> **Dataset extract**:
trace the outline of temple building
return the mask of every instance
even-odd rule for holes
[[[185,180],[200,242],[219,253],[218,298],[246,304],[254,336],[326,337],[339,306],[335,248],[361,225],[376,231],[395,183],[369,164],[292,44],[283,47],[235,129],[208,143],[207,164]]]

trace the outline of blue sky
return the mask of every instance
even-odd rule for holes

...

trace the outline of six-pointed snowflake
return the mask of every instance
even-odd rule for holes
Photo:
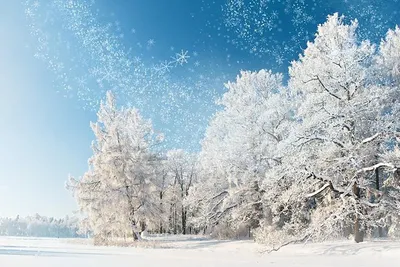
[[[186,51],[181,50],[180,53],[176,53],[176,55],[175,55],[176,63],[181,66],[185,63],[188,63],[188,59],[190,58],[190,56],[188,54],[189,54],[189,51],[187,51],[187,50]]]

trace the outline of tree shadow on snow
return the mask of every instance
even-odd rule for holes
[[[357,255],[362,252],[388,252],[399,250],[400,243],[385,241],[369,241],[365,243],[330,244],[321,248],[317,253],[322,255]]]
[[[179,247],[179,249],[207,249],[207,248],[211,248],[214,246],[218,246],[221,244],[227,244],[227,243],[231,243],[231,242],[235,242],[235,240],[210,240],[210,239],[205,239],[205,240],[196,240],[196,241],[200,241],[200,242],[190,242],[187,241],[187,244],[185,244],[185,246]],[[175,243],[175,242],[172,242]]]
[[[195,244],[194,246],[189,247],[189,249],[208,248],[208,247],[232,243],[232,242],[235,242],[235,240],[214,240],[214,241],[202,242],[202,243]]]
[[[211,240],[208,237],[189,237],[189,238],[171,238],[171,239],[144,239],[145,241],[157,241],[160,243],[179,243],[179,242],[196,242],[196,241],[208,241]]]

...

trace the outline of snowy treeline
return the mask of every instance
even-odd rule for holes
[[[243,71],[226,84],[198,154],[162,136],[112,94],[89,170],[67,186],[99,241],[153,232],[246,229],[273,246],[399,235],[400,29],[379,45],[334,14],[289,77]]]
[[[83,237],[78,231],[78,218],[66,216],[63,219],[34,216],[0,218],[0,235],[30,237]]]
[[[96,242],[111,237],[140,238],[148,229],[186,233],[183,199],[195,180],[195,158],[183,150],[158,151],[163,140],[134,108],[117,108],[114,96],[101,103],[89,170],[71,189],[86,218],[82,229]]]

> **Exercise requirements**: Pull out every line of the entries that includes the word "outline".

> **Solution to this task**:
trace the outline of temple building
trace the outline of blue sky
trace the outline of six-pointed snowflake
trace the outline of tree shadow on snow
trace the outline of snowy treeline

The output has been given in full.